Location identification items
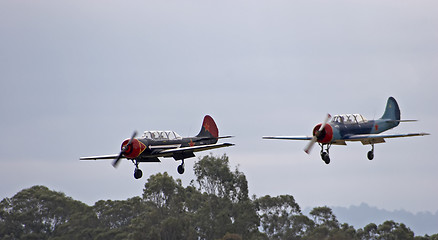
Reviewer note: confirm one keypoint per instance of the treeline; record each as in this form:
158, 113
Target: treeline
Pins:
216, 205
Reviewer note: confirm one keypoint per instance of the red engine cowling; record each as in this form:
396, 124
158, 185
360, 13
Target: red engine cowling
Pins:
326, 135
134, 149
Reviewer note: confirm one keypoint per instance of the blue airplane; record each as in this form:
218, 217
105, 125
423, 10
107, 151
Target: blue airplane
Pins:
353, 127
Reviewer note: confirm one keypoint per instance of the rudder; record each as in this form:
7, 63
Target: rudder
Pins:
392, 110
209, 128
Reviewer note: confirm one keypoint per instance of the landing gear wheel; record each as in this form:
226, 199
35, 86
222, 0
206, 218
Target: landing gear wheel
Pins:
137, 173
325, 157
180, 169
370, 155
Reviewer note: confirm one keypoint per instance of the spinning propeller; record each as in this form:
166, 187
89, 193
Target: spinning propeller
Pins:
316, 135
116, 161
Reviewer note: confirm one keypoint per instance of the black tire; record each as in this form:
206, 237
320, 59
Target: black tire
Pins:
138, 173
370, 155
180, 169
325, 157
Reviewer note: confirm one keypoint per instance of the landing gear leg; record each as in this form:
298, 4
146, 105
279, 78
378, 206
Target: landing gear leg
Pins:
137, 172
180, 168
370, 154
325, 155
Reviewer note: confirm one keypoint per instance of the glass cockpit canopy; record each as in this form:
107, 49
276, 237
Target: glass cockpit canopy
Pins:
349, 119
161, 135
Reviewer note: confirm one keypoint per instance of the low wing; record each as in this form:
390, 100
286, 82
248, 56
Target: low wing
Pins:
170, 152
167, 152
288, 137
114, 156
379, 138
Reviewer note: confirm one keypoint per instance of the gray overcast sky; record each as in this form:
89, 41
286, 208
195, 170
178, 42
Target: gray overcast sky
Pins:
77, 77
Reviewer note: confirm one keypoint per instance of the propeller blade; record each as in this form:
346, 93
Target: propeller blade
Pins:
309, 146
312, 142
116, 161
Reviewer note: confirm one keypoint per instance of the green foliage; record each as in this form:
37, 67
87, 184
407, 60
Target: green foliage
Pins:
214, 206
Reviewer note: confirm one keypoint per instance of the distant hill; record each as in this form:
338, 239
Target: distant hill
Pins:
359, 216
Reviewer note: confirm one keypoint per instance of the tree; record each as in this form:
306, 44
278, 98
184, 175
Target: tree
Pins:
38, 213
281, 217
391, 230
226, 206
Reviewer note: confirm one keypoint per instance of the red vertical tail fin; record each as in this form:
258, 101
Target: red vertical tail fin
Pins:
209, 128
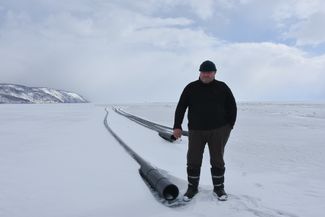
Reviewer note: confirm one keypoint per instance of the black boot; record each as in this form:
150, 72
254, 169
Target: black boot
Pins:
218, 183
193, 177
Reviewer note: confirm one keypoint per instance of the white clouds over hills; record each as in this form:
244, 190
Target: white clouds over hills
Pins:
127, 47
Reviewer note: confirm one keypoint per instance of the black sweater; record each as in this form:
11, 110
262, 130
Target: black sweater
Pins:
209, 105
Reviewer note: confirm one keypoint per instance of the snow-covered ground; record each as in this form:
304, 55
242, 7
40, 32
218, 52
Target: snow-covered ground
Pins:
59, 160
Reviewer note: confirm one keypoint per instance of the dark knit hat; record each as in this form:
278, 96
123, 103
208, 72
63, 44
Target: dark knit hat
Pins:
207, 66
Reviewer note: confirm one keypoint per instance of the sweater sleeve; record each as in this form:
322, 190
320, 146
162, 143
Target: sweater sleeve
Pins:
181, 108
231, 107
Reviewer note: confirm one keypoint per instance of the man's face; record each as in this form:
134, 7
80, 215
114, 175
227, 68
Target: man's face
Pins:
207, 77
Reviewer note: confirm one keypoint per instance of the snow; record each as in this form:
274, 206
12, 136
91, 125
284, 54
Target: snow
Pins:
59, 160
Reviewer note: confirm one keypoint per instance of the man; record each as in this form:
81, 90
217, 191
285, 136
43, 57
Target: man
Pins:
212, 114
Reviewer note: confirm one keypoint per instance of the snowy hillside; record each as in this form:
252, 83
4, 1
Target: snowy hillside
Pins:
59, 160
12, 93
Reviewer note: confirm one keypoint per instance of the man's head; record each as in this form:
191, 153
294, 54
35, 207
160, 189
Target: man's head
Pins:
207, 71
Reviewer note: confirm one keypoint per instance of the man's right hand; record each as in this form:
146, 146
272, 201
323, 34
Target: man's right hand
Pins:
177, 133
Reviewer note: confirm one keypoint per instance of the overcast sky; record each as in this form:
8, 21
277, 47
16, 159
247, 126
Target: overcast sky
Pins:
119, 51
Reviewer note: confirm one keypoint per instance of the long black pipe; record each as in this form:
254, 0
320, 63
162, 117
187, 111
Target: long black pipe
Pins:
151, 125
157, 181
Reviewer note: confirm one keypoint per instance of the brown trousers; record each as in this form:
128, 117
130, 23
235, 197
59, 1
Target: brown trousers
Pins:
216, 139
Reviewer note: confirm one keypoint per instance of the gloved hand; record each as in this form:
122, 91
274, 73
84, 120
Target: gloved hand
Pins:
177, 133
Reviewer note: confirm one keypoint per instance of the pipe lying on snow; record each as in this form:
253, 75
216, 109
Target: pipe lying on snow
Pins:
146, 123
167, 136
157, 181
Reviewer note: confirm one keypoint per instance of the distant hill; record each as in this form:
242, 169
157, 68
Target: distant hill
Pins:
16, 94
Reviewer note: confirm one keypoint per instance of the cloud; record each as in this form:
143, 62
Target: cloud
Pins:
301, 21
115, 52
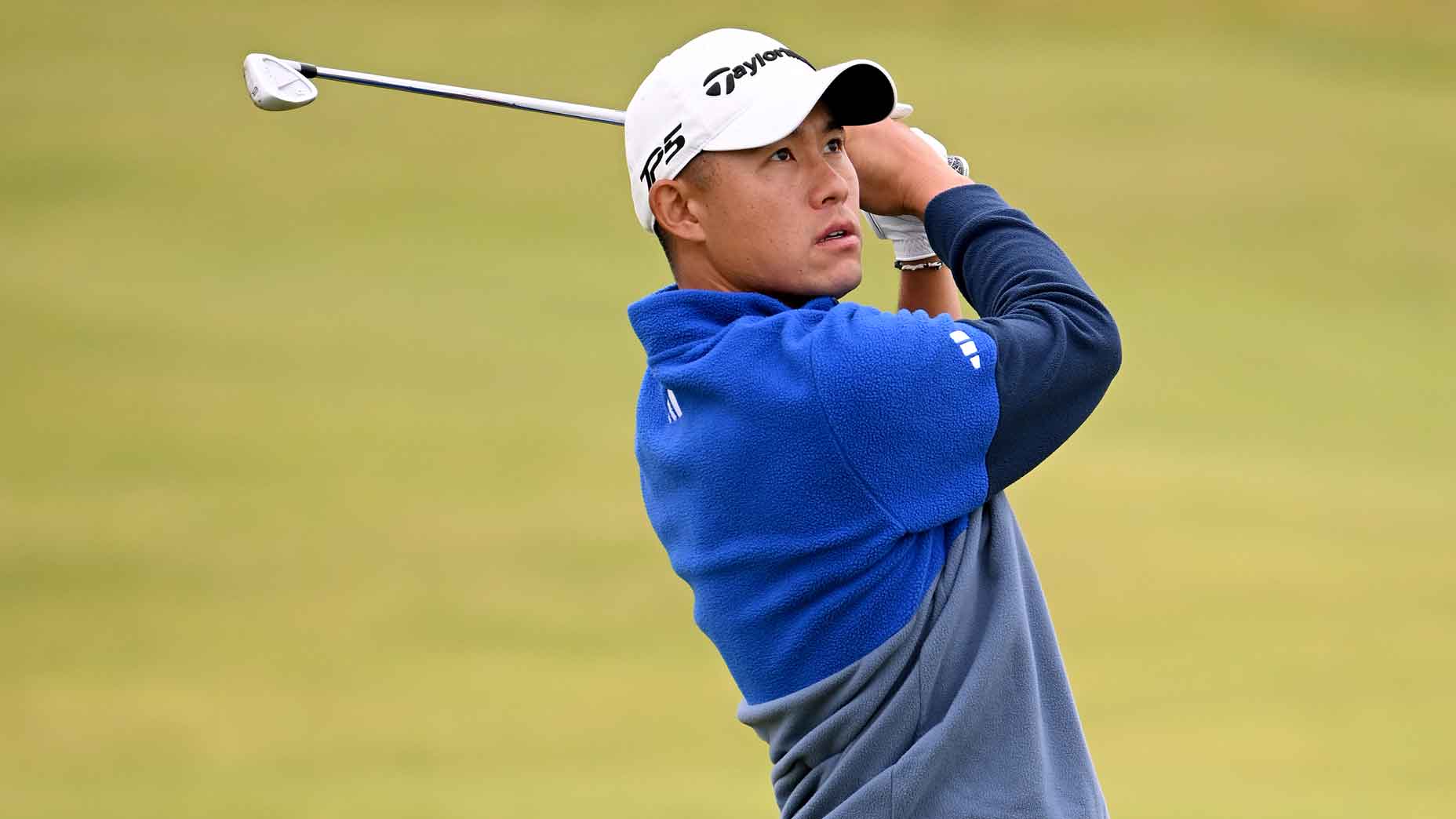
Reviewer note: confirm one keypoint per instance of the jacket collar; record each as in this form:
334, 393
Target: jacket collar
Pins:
670, 318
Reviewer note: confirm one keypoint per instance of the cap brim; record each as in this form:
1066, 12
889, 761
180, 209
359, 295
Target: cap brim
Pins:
858, 92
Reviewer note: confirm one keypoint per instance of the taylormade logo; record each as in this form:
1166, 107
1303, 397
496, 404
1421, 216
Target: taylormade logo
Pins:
748, 69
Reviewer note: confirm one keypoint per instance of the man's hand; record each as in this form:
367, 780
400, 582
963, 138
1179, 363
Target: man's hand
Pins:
899, 173
906, 232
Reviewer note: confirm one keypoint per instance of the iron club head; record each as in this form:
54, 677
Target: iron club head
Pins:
277, 85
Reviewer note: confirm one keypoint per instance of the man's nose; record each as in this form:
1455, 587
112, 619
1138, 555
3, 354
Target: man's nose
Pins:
830, 185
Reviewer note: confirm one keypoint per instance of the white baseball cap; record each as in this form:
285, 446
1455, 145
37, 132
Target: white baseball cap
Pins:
731, 89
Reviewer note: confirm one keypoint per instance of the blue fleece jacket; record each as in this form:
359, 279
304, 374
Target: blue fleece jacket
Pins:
810, 470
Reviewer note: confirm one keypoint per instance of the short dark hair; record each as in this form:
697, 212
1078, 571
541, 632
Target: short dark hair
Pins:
697, 173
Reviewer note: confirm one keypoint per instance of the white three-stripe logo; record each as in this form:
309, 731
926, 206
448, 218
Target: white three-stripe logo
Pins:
967, 348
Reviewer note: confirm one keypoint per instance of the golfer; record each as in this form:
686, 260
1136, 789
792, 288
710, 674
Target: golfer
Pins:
828, 477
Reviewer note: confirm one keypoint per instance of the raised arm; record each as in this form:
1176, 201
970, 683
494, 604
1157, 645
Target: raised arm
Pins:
1056, 346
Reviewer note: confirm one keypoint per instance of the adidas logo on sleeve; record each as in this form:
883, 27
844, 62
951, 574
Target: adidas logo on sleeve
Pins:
967, 348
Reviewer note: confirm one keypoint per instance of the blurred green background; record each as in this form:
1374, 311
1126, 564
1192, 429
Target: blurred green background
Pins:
316, 479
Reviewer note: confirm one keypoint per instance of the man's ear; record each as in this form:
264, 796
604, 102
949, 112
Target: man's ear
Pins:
668, 200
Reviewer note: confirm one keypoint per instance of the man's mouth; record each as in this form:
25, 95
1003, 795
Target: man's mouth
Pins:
840, 234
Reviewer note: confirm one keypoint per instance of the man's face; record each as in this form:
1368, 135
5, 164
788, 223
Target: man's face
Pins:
768, 213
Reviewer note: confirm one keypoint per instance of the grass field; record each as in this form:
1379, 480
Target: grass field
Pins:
316, 479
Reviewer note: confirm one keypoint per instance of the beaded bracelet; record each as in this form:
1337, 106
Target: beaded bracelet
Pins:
905, 267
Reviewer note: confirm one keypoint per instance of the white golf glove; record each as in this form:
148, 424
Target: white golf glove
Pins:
908, 232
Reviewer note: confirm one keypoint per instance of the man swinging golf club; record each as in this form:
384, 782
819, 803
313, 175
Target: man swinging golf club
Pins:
828, 479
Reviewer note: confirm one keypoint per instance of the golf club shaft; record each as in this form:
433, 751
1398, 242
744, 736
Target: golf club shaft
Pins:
588, 112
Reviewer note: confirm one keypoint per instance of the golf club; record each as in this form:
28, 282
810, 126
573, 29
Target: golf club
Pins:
282, 85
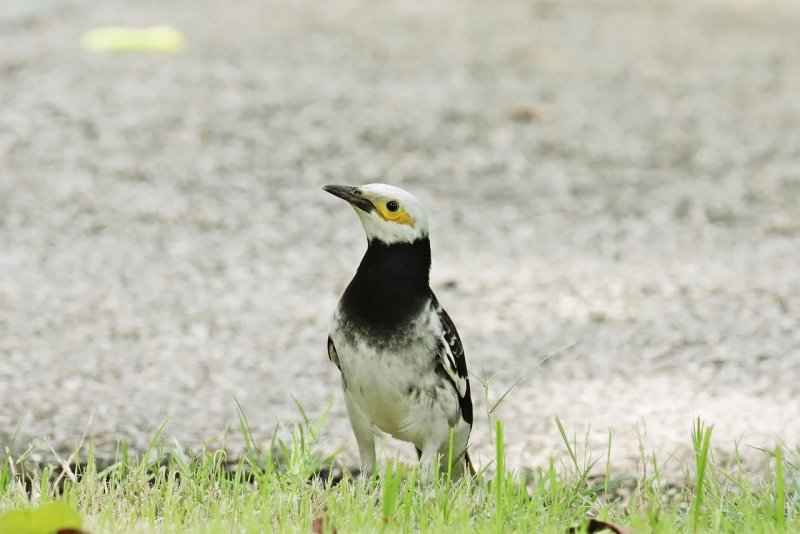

- To be done
Lay out the data from the line with "Reviewer note: confirm one keypoint per instance of the blurred" through the end as a numbered list, one line per item, with blank lines dropped. Leave the pictures out.

- Right answer
1. Reviewer note: confirm one keypoint per instance of the blurred green background; record each as in this form:
2. 1374, 311
3. 1126, 564
4. 1192, 429
5. Target: blurred green background
6. Pins:
7. 316, 479
8. Reviewer note: confirm one keypoint per instance of the man's ear; record each as in this form:
9. 264, 796
10. 604, 102
11. 949, 112
12. Target: man's ear
13. Pins:
14. 668, 200
15. Reviewer note: confirm one keypoint per instance of the man's mouth; record each as in this form:
16. 25, 95
17. 1003, 795
18. Target: man's mouth
19. Pins:
20. 840, 234
21. Reviewer note: confirm one keypoint per instance of the man's face; record each as in this form:
22. 1368, 135
23. 5, 164
24. 788, 223
25. Target: man's face
26. Pins:
27. 768, 213
28. Reviewer note: confirm one keypoint per instance of the grass field; record each as in this form:
29. 1379, 480
30. Target: grass field
31. Pins:
32. 316, 479
33. Reviewer note: confirm one keypoint per instance of the beaded bracelet; record each as in this form:
34. 1337, 106
35. Target: beaded bracelet
36. Pins:
37. 905, 267
38. Reviewer note: confirm one keypoint per instance of the white golf glove; record each as in this form:
39. 148, 424
40. Target: white golf glove
41. Pins:
42. 908, 232
43. Reviewer note: confirm one keypoint per instance of the man swinging golf club; record each as in this form:
44. 384, 782
45. 819, 803
46. 313, 175
47. Target: man swinging golf club
48. Pins:
49. 828, 479
50. Reviewer note: confirm one keypoint per instance of the golf club shaft; record each as in this form:
51. 433, 751
52. 1398, 242
53. 744, 736
54. Target: golf club shaft
55. Pins:
56. 588, 112
57. Reviewer note: confirm one keypoint per instance of the golf club; record each as in this form:
58. 28, 282
59. 810, 126
60. 573, 29
61. Target: golf club
62. Pins:
63. 282, 85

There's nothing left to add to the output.